(Segmentation mask data)
>>>>
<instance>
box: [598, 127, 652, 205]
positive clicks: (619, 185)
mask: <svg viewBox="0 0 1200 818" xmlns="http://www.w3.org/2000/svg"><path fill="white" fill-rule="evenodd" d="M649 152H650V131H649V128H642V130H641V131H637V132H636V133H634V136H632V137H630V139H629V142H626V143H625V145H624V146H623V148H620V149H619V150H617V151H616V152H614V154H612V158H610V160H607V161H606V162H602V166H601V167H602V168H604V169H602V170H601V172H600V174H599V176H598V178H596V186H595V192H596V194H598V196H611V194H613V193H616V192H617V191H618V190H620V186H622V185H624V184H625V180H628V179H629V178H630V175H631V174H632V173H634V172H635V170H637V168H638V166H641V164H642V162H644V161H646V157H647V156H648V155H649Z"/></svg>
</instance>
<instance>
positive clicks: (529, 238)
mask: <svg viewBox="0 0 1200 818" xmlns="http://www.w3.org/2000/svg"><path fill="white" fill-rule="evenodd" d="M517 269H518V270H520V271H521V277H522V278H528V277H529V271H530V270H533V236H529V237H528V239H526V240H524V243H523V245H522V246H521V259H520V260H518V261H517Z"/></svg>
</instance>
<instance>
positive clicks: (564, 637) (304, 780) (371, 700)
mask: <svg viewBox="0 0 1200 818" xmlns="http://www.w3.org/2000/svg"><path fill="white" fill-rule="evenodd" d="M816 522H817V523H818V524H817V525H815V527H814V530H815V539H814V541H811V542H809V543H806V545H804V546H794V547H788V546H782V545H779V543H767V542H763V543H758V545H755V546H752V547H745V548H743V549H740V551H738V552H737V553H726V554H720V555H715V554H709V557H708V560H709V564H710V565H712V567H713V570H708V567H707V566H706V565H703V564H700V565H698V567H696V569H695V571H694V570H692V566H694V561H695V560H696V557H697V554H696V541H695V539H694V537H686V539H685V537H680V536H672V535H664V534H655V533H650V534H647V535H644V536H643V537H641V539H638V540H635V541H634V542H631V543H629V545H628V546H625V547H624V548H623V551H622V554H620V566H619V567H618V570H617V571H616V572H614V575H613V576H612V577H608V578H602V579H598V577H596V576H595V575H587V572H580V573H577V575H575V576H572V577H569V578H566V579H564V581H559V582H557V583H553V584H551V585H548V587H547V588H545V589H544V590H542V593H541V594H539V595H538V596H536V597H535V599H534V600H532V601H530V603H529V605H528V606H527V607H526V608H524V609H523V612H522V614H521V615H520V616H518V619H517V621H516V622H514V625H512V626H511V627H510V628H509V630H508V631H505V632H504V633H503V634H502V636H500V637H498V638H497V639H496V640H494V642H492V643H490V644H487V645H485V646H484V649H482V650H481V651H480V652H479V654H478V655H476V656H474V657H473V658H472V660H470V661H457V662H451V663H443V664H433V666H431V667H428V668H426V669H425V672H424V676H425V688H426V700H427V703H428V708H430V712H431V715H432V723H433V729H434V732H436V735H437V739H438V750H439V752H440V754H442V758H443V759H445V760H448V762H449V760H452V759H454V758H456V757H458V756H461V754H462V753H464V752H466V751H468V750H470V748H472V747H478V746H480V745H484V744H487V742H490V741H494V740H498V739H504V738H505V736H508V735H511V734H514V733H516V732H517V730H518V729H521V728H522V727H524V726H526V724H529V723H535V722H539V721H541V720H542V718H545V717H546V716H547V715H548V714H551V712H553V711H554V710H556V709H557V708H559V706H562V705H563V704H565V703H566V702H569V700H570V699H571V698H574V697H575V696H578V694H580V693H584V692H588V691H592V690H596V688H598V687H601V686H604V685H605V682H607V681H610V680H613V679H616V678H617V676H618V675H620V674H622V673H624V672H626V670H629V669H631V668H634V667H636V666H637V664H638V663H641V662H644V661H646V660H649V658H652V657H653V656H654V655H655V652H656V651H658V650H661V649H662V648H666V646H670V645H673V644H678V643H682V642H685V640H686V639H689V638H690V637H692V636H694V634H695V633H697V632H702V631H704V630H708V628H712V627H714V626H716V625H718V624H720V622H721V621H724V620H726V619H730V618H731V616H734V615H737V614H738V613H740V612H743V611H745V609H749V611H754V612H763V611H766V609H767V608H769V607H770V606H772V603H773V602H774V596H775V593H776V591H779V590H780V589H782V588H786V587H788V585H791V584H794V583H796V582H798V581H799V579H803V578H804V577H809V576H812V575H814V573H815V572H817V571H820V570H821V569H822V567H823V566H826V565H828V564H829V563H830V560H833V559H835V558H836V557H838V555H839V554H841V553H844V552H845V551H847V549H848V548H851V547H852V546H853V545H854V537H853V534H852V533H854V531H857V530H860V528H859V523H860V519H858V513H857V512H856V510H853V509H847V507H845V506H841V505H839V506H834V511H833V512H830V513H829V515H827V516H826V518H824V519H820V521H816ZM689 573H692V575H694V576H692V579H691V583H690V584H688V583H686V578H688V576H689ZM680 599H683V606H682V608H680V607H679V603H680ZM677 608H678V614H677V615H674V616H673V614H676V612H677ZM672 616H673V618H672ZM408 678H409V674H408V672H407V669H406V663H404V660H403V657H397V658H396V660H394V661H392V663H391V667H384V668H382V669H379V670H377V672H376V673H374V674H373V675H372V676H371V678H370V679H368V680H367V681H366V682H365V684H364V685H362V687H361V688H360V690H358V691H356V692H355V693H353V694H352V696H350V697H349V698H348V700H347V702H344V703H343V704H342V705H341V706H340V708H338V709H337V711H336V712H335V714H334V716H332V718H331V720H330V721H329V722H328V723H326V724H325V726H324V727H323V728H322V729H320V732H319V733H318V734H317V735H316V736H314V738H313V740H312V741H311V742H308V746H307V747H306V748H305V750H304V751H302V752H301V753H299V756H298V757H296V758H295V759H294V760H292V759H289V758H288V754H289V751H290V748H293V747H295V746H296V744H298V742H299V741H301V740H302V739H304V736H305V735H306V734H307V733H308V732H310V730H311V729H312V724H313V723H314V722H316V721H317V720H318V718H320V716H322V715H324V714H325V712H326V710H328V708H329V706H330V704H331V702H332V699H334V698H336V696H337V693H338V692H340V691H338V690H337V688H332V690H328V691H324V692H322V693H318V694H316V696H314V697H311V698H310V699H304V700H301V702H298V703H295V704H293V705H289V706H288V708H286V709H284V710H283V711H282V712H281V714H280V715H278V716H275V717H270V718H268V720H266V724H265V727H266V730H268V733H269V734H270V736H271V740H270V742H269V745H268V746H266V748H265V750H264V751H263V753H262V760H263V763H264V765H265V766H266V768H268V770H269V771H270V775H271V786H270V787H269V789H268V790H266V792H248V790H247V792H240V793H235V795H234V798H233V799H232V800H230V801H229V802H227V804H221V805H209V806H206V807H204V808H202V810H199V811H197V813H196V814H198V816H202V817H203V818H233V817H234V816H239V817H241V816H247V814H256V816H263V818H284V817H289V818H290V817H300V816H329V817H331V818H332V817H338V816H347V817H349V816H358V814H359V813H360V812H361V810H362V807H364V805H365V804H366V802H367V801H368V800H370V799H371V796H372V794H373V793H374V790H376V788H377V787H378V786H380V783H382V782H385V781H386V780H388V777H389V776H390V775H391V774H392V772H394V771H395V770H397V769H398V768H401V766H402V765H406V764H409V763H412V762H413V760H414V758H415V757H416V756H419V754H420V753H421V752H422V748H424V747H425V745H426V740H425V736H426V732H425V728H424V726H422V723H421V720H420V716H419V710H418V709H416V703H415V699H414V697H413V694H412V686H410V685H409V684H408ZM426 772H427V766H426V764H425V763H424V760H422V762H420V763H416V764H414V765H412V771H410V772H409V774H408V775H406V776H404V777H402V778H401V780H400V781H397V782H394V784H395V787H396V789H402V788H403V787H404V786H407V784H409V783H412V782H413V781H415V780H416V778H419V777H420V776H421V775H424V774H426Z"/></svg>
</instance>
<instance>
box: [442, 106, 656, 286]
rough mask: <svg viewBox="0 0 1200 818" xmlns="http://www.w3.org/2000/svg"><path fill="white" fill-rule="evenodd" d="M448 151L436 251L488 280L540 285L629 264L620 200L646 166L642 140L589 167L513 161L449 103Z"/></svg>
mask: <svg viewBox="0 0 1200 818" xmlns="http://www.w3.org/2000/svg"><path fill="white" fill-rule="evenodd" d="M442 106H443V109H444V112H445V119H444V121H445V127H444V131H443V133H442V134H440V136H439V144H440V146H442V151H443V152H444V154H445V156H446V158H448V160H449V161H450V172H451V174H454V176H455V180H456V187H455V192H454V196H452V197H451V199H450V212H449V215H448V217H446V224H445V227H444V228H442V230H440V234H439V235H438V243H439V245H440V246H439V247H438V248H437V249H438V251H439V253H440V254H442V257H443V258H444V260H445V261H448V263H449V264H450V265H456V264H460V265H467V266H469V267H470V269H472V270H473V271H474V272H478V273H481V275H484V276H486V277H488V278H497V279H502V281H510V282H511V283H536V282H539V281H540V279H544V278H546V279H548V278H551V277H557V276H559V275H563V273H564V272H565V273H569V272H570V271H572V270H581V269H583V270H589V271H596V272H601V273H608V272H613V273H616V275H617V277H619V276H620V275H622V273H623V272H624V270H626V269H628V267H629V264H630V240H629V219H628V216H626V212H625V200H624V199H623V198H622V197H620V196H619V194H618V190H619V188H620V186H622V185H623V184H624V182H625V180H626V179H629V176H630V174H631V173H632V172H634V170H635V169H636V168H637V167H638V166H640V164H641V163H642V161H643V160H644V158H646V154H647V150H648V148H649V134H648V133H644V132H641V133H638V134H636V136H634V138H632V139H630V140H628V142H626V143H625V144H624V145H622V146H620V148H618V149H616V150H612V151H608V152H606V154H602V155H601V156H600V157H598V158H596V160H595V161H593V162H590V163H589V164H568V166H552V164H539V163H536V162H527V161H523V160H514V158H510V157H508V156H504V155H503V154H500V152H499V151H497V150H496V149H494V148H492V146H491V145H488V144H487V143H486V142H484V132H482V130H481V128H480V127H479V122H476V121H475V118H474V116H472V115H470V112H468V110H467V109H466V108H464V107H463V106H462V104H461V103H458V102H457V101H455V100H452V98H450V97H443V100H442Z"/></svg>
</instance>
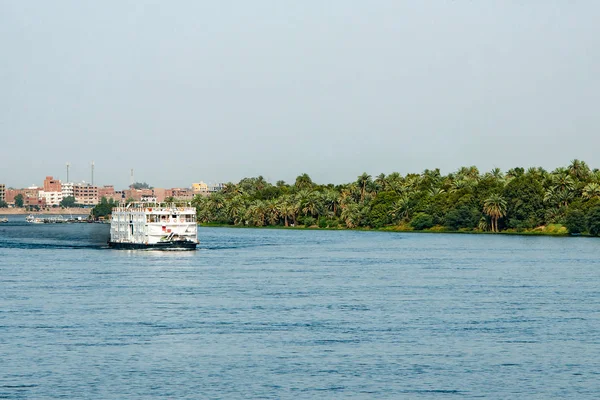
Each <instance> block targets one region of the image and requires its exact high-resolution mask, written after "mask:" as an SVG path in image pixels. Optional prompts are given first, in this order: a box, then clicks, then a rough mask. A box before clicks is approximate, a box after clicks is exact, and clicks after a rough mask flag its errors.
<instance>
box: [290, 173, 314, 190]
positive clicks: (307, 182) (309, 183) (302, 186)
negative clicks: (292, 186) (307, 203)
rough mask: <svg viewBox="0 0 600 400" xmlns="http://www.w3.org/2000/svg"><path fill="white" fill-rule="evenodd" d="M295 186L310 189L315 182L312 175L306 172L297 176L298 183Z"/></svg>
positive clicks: (296, 183)
mask: <svg viewBox="0 0 600 400" xmlns="http://www.w3.org/2000/svg"><path fill="white" fill-rule="evenodd" d="M294 186H296V188H297V189H298V190H303V189H310V188H312V186H313V182H312V179H310V176H308V174H306V173H304V174H302V175H299V176H298V177H297V178H296V183H295V184H294Z"/></svg>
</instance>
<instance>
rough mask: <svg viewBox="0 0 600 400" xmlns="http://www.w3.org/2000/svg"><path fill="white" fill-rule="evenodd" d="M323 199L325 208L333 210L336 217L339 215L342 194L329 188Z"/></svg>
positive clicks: (322, 200) (333, 211)
mask: <svg viewBox="0 0 600 400" xmlns="http://www.w3.org/2000/svg"><path fill="white" fill-rule="evenodd" d="M322 201H323V204H324V206H325V208H326V209H327V210H329V211H331V213H332V215H333V216H334V217H335V216H337V214H338V208H339V206H340V194H339V193H338V192H337V191H336V190H333V189H329V190H327V191H325V192H324V193H323V195H322Z"/></svg>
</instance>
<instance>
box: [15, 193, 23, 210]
mask: <svg viewBox="0 0 600 400" xmlns="http://www.w3.org/2000/svg"><path fill="white" fill-rule="evenodd" d="M23 203H24V200H23V195H22V194H21V193H19V194H18V195H16V196H15V206H17V207H23Z"/></svg>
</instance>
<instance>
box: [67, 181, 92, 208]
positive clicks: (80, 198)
mask: <svg viewBox="0 0 600 400" xmlns="http://www.w3.org/2000/svg"><path fill="white" fill-rule="evenodd" d="M73 197H75V203H77V204H81V205H84V206H95V205H96V204H98V186H92V185H89V184H76V185H73Z"/></svg>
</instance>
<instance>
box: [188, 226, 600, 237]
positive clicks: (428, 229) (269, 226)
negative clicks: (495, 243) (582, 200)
mask: <svg viewBox="0 0 600 400" xmlns="http://www.w3.org/2000/svg"><path fill="white" fill-rule="evenodd" d="M199 226H202V227H207V228H209V227H210V228H240V229H289V230H321V231H365V232H367V231H370V232H402V233H452V234H467V235H517V236H555V237H565V236H580V237H593V236H591V235H589V234H578V235H571V234H569V232H568V231H567V228H566V227H565V226H563V225H561V224H550V225H547V226H539V227H537V228H534V229H526V230H516V229H507V230H503V231H500V232H490V231H480V230H477V229H472V230H467V229H461V230H458V231H454V230H450V229H447V228H445V227H442V226H435V227H433V228H431V229H424V230H415V229H412V228H411V227H410V226H408V225H399V226H386V227H383V228H352V229H350V228H343V227H324V228H322V227H319V226H317V225H311V226H304V225H297V226H281V225H267V226H244V225H228V224H213V223H209V224H199Z"/></svg>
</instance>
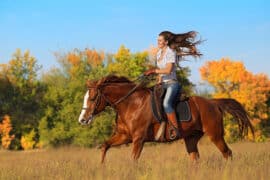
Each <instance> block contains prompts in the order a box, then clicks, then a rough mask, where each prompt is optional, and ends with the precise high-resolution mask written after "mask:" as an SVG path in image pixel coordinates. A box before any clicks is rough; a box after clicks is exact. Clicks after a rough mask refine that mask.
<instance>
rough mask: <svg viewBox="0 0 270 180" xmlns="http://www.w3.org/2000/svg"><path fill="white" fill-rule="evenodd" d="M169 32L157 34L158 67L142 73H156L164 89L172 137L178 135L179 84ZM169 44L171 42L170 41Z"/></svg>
mask: <svg viewBox="0 0 270 180" xmlns="http://www.w3.org/2000/svg"><path fill="white" fill-rule="evenodd" d="M169 37H170V36H169V34H168V33H166V32H161V33H160V34H159V36H158V48H159V51H158V53H157V59H156V61H157V65H158V69H150V70H148V71H146V72H145V73H144V75H150V74H158V84H162V87H163V89H164V90H165V91H166V93H165V97H164V101H163V108H164V111H165V112H166V115H167V119H168V120H169V121H170V122H171V124H172V125H173V127H174V129H175V131H174V134H173V135H172V136H173V137H176V138H177V137H178V136H179V128H178V123H177V118H176V114H175V111H174V103H175V99H176V98H177V97H178V96H179V92H180V89H181V86H180V85H179V83H178V81H177V77H176V65H175V64H176V52H175V50H173V49H171V48H170V47H169ZM170 44H171V42H170Z"/></svg>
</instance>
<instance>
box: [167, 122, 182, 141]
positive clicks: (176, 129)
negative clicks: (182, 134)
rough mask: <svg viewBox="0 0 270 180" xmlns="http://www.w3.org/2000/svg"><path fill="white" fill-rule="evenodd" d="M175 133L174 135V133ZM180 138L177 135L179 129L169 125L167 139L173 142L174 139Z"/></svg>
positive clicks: (178, 135) (178, 136)
mask: <svg viewBox="0 0 270 180" xmlns="http://www.w3.org/2000/svg"><path fill="white" fill-rule="evenodd" d="M173 132H175V135H174V133H173ZM179 136H180V134H179V129H177V128H176V127H174V126H173V125H172V124H171V123H170V127H169V138H170V140H175V139H176V138H178V137H179Z"/></svg>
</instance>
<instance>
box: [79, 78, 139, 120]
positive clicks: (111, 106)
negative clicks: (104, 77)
mask: <svg viewBox="0 0 270 180" xmlns="http://www.w3.org/2000/svg"><path fill="white" fill-rule="evenodd" d="M141 84H142V83H139V84H137V85H136V86H134V87H133V88H132V89H131V90H130V91H129V92H128V93H127V94H126V95H124V96H123V97H121V98H120V99H118V100H117V101H116V102H111V101H110V100H109V99H108V98H107V97H106V96H105V95H104V93H103V92H102V91H101V89H100V88H101V87H96V86H90V87H88V90H90V89H97V94H96V95H95V96H94V97H93V98H91V99H90V101H91V102H95V105H94V108H93V110H92V112H91V113H90V114H91V115H90V117H89V118H87V119H90V118H91V117H93V116H94V115H95V114H96V113H97V108H98V107H99V105H100V103H101V99H102V98H104V100H105V102H106V103H107V104H109V105H110V106H111V107H112V108H114V109H115V110H116V106H117V105H118V104H119V103H121V102H122V101H124V100H125V99H126V98H127V97H128V96H130V95H131V94H132V93H133V92H134V91H135V90H136V89H137V88H138V87H139V86H141ZM82 109H84V110H87V109H88V107H83V108H82Z"/></svg>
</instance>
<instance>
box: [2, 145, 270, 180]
mask: <svg viewBox="0 0 270 180" xmlns="http://www.w3.org/2000/svg"><path fill="white" fill-rule="evenodd" d="M229 146H230V147H231V149H232V151H233V160H232V161H231V160H229V161H226V160H224V159H223V157H222V155H221V153H220V152H219V151H218V150H217V148H216V147H215V146H214V145H213V144H211V143H202V144H200V145H199V149H200V154H201V159H200V161H199V162H198V163H195V164H194V163H191V162H190V160H189V157H188V155H187V153H186V150H185V146H184V145H183V143H182V141H178V142H175V143H172V144H158V145H153V146H150V145H147V146H146V147H145V148H144V150H143V152H142V155H141V157H140V159H139V161H138V162H133V161H132V159H131V148H132V146H121V147H119V148H111V149H110V150H109V151H108V153H107V158H106V162H105V164H104V165H101V164H100V156H101V154H100V150H99V149H85V148H74V147H65V148H59V149H49V150H33V151H19V152H11V151H0V179H113V180H114V179H128V180H132V179H140V180H144V179H147V180H148V179H204V180H206V179H207V180H208V179H230V180H231V179H237V180H240V179H252V180H253V179H260V180H263V179H269V177H270V173H269V167H270V151H269V150H270V143H269V142H268V143H248V142H242V143H235V144H230V145H229Z"/></svg>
<<<<
**Your instructions:**
Pick every line of the data that includes the string "then".

**Exercise output:**
Each <instance> block targets one region of the image and requires its exact high-resolution mask, written after "mask:" as an SVG path in image pixels. Optional prompts are given first, in this order: a box, then clicks, then a rough mask. A box before clicks is approximate, a box after clicks is exact, and clicks after a rough mask flag its errors.
Each <instance> block contains prompts in the order a box, then clicks, then a rough mask, where each prompt is optional, and ends with the precise high-resolution mask written after "mask:" as an SVG path in image pixel coordinates. A box before any clicks is rough; a box after clicks is exact. Clicks after a rough mask refine that mask.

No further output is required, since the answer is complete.